PROBLEM TO SOLVE:
The lines needed are those from the start of the records through the line holding "the man's right", each copied exactly.

RECORDS TO USE:
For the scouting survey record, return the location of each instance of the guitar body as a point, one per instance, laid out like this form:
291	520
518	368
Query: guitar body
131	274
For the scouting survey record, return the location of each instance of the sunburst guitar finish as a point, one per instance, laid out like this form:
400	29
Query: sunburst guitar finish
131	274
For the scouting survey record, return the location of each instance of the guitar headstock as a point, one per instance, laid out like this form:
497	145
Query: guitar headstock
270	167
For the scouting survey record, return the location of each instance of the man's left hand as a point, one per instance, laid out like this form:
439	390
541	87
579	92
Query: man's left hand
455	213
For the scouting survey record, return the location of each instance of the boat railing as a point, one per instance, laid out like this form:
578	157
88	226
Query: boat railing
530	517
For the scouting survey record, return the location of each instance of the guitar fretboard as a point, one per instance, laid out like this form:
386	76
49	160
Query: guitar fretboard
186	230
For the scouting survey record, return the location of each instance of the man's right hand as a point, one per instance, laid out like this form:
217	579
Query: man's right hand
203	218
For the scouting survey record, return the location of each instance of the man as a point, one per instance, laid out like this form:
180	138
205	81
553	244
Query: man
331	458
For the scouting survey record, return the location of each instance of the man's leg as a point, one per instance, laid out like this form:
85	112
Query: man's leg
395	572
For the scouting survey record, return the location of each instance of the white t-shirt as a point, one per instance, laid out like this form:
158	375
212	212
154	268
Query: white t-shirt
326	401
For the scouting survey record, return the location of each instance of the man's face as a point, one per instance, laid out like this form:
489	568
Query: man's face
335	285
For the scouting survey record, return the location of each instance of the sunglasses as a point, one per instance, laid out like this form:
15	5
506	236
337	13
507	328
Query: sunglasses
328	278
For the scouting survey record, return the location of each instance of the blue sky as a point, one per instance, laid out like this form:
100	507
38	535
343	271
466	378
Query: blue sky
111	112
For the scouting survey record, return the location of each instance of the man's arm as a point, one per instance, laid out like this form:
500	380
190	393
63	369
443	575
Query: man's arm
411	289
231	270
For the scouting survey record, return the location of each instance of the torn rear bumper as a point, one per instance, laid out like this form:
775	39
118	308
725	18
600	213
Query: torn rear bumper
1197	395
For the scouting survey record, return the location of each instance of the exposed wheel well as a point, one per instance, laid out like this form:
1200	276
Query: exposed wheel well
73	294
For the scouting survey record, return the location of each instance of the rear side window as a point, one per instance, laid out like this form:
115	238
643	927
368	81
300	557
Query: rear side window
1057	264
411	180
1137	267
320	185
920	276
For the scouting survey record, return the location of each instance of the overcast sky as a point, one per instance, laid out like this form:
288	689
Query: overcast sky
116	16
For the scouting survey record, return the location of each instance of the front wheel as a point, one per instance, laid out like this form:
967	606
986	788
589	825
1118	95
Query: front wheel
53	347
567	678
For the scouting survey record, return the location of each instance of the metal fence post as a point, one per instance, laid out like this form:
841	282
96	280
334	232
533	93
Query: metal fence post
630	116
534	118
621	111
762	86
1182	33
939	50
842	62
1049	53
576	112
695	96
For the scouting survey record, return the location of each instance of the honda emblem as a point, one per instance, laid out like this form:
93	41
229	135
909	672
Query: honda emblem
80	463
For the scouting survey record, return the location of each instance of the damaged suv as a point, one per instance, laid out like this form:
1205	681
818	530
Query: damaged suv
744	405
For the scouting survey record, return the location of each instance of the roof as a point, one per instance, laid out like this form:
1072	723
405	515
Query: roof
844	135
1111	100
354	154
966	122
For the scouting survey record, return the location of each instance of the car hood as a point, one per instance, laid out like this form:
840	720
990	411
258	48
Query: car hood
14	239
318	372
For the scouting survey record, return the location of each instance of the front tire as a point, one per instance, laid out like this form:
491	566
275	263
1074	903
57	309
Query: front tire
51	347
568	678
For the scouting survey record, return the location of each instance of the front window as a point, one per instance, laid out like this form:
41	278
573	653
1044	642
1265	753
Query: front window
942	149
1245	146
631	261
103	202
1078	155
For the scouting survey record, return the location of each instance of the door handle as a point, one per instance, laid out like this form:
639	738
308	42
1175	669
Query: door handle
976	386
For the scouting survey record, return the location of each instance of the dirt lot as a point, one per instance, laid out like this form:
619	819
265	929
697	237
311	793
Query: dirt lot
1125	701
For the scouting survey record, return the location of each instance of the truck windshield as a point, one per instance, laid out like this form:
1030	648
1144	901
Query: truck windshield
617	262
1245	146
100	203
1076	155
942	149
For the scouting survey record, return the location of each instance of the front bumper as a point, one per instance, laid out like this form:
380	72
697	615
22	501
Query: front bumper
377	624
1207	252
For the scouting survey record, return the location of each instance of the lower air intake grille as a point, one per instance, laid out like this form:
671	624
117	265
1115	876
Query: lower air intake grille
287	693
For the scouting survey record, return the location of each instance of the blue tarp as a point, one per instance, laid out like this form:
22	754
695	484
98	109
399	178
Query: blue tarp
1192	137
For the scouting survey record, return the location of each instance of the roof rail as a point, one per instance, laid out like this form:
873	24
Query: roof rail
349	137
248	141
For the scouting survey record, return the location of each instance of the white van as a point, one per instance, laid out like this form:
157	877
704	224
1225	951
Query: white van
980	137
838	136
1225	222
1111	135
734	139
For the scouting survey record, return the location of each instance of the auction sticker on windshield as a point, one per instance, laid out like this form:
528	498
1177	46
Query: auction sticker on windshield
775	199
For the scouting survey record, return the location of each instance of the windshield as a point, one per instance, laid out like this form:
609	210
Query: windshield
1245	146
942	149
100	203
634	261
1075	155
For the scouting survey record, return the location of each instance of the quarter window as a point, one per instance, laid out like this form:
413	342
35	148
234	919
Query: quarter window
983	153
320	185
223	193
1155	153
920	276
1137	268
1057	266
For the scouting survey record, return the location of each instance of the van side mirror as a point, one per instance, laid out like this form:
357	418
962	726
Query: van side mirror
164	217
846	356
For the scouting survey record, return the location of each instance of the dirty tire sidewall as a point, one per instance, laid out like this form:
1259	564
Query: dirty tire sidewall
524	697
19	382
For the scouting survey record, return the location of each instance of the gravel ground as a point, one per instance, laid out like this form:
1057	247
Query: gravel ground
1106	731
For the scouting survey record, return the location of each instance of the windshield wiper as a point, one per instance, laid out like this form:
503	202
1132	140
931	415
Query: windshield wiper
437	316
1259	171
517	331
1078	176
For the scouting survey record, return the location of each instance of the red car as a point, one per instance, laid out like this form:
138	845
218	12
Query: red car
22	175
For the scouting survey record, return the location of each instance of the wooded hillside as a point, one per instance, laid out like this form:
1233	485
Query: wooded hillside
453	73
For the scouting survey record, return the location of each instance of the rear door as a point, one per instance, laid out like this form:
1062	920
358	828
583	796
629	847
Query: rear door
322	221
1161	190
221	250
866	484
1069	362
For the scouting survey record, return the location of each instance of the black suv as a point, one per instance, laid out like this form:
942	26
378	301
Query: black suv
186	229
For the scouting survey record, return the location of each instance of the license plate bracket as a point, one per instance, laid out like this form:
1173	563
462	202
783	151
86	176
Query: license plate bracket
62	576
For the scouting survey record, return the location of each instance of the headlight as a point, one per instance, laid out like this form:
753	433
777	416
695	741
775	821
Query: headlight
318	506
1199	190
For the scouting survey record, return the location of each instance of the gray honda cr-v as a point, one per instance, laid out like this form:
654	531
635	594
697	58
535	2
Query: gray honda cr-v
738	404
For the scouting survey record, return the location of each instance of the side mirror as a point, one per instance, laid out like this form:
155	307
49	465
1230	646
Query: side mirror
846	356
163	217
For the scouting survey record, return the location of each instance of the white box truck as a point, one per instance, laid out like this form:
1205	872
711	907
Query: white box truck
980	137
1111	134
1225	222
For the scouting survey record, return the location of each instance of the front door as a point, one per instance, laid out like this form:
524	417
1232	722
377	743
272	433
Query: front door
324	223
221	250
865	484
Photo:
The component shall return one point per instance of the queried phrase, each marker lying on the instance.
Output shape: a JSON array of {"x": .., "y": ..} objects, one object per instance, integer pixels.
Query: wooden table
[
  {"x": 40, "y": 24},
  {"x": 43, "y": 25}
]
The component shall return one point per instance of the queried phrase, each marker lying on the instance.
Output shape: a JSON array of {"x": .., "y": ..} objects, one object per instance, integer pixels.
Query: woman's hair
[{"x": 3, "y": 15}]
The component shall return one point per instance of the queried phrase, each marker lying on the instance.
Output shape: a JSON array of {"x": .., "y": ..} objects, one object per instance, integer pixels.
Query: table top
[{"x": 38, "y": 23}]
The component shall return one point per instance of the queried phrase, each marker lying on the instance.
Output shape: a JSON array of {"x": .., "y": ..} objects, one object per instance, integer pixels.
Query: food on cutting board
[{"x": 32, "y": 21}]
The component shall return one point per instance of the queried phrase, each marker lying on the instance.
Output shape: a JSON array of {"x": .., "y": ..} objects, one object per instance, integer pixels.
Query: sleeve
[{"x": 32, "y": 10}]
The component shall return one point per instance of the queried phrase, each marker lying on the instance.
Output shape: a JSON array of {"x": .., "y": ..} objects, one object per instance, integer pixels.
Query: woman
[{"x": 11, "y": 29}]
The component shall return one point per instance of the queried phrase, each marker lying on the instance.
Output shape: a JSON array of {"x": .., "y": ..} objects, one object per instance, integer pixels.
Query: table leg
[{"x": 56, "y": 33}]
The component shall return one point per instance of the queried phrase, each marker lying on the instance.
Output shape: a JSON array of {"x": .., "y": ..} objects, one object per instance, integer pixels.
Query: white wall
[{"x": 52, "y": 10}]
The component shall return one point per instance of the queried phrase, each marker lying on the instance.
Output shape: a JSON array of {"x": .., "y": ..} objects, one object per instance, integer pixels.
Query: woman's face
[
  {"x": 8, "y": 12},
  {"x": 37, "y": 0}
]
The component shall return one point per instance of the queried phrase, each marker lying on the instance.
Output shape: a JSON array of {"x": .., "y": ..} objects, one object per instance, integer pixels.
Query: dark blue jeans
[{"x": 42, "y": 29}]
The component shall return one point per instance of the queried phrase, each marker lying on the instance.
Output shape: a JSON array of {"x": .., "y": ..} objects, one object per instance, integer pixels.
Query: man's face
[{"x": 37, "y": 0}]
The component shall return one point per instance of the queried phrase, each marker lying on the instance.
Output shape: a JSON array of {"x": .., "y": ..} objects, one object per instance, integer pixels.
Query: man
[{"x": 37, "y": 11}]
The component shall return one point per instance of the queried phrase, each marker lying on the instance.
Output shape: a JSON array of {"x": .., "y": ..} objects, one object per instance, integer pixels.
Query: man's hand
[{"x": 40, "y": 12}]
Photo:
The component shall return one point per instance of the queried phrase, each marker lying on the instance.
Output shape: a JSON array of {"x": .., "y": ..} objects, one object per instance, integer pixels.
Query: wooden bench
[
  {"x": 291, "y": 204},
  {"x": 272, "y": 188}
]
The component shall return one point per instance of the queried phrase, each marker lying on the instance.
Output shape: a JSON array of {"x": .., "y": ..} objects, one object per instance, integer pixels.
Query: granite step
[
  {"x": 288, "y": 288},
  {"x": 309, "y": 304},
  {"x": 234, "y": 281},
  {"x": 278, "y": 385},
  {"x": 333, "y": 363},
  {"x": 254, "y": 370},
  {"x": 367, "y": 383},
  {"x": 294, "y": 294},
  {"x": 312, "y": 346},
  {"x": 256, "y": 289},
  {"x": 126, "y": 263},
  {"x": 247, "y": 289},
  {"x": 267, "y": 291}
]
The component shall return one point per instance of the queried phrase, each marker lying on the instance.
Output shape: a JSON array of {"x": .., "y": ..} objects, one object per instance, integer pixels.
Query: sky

RESPONSE TO THE TASK:
For the scouting survey record, return the location of each instance of the guitar body as a point, one per instance, laid out like this form:
291	520
518	368
Query: guitar body
131	274
For the scouting survey record, return the location of each instance of the sunburst guitar finish as a point, one per instance, laid out like this form:
400	29
Query: sunburst guitar finish
131	274
For the scouting survey record, return the location of each instance of the guitar headstock as a point, one per instance, laid out like this form:
497	145
Query: guitar headstock
270	167
For the scouting survey record, return the location of each instance of the man's left hand as a point, one per instance, laid out like this form:
439	390
541	87
579	92
Query: man's left hand
455	213
For the scouting survey record, return the location of each instance of the boat railing as a point, one per instance, laid out like this form:
578	157
88	226
Query: boat railing
530	517
For the scouting survey record, return the location of each instance of the guitar fretboard as a point, one per instance, laid out like this form:
386	76
49	160
Query: guitar fretboard
186	230
For the scouting survey record, return the location of each instance of the man's right hand as a point, one per instance, laid out like this form:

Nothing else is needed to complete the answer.